Coordinate annotation records
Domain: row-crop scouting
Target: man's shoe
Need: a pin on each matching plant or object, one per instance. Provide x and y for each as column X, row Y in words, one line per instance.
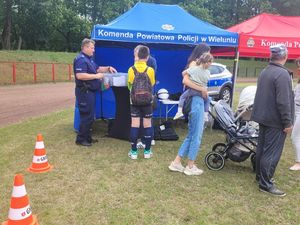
column 176, row 167
column 192, row 171
column 272, row 180
column 274, row 191
column 295, row 167
column 94, row 140
column 84, row 143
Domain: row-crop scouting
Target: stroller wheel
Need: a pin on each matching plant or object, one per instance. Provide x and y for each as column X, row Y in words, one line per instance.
column 220, row 148
column 214, row 161
column 253, row 161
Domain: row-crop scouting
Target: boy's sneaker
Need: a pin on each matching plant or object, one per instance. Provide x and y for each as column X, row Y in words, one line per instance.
column 153, row 142
column 132, row 154
column 178, row 115
column 140, row 145
column 206, row 118
column 148, row 154
column 192, row 171
column 176, row 167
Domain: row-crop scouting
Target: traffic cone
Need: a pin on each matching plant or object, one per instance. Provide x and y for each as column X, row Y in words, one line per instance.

- Task prompt
Put every line of the records above into a numbered list, skipping any blank lines. Leave the pictures out of your answer.

- The completed task
1. Domain: row-crop scouting
2. Target: man's shoe
3. Need: a pin on each matching plant or object, one per instance. Provide x and y for each as column X, row Y in words, one line per instance.
4. column 176, row 167
5. column 192, row 171
6. column 272, row 180
7. column 274, row 191
8. column 295, row 167
9. column 94, row 140
10. column 84, row 143
11. Domain: row-crop scouting
12. Target: stroller wheel
13. Need: a pin on each matching plant or object, one per instance. Provide x and y for each as column X, row Y in words, one line per instance.
14. column 220, row 148
15. column 214, row 161
16. column 253, row 161
17. Domain: row-crop scouting
18. Target: boy's sneaker
19. Need: a pin on each matching plant or object, one per instance. Provide x and y for each as column X, row Y in words, one line per instance.
20. column 153, row 142
21. column 132, row 154
22. column 178, row 115
23. column 140, row 145
24. column 206, row 118
25. column 148, row 154
26. column 192, row 171
27. column 176, row 167
28. Domain: row-crop scouting
29. Target: traffic cone
30. Need: a pin on each matching plant or object, one per instance. Provide x and y for each as column X, row Y in words, one line per instance.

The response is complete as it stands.